* EXTRAIT
J’ai également eu l’honneur, comme on l’a mentionné, d’être l’ancienne directrice exécutive de l’Enquête nationale sur les femmes et les filles autochtones disparues et assassinées pendant les 14 derniers mois de l’enquête. C’était un réel honneur.

On nous a demandé de parler aujourd’hui du rôle de la religion dans l’éradication de la violence contre les femmes, et je pense que le mot religion est vraiment intéressant pour une femme appartenant aux Premières Nations. De nombreux membres des Premières Nations suivent des voies traditionnelles qui ne peuvent être définies comme une religion à proprement parler. Pour beaucoup d’entre nous, le sacré est présent dans tout ce que nous faisons chaque jour, et nous nous connectons à notre créateur en faisant de la purification avec l’un des remèdes sacrés, comme le tabac, la sauge, le cèdre et le foin d’odeur. Ce sont quatre de nos remèdes les plus sacrés. C’est ainsi que nous nous connectons au Créateur, et vraiment, dans chaque interaction que nous avons au cours de la journée. Beaucoup d’entre nous participent également à une hutte à sudation et à d’autres cérémonies, selon leur origine, qu’ils soient Anishinaabe, Dakota, Cri, Dene, Mi'kmaq, Blackfoot ou autre.

Bien sûr, certains membres des Premières Nations se sont convertis au christianisme et à toutes les autres grandes religions du monde. Un certain nombre de personnes des Premières Nations apprécient sans aucun doute à la fois certains éléments des approches traditionnelles et du christianisme, par exemple, et mélangent les deux.

Je pense que la réponse simple à la question du rôle de la religion dans l’éradication de la violence contre les femmes est que nous avons tous une responsabilité. Mais je dirais en particulier que les communautés confessionnelles devraient admettre et proclamer que chaque être humain est sacré, et que la violence est contre tout ce qui est sacré.

Il est donc vrai que l’éradication de la violence à l’égard des femmes exige non seulement des changements dans les lois et les politiques, mais aussi, plus fondamentalement, des changements au niveau de la culture, des attitudes et des croyances. La Southern Chiefs' Organization reconnaît que toutes les femmes et les filles indigènes sont sacrées. Elles sont des mères, des filles, des sœurs, des cousines, des tantes, des grands-mères, des petites-filles, des épouses, des partenaires, des amies et des leaders.

Traditionnellement, les femmes étaient valorisées dans nos communautés. Pourtant, aujourd’hui, en raison de la colonisation, du racisme et de la discrimination sexuelle, les femmes des Premières Nations sont confrontées de manière disproportionnée à des formes de violence sexistes, tragiques et potentiellement mortelles. Personne ne sait avec certitude combien de femmes et de filles autochtones ont été assassinées ou ont disparu au Canada. On estime qu’il y en a entre trois et quatre mille. Je soupçonne que ce chiffre est beaucoup plus élevé. Et si nous parlons de violence, ces chiffres augmentent évidemment de façon exponentielle. Nous savons que les femmes et les filles autochtones ne représentent que 4 % de la population et qu’elles sont, de manière disproportionnée, plus susceptibles d’être assassinées ou de disparaître que n’importe quelle autre femme au Canada. Le simple fait d’être autochtone et de sexe féminin constitue donc un risque en soi.

* PETIT EXERCICE
Reproduisez mot pour mot, dans l'extrait, tout le passage qui va de « Bien sûr, certains » jusqu'à « mélangent les deux. ».

* MATÉRIEL
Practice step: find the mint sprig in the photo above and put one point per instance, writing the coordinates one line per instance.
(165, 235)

* RÉSULTAT
Bien sûr, certains membres des Premières Nations se sont convertis au christianisme et à toutes les autres grandes religions du monde. Un certain nombre de personnes des Premières Nations apprécient sans aucun doute à la fois certains éléments des approches traditionnelles et du christianisme, par exemple, et mélangent les deux.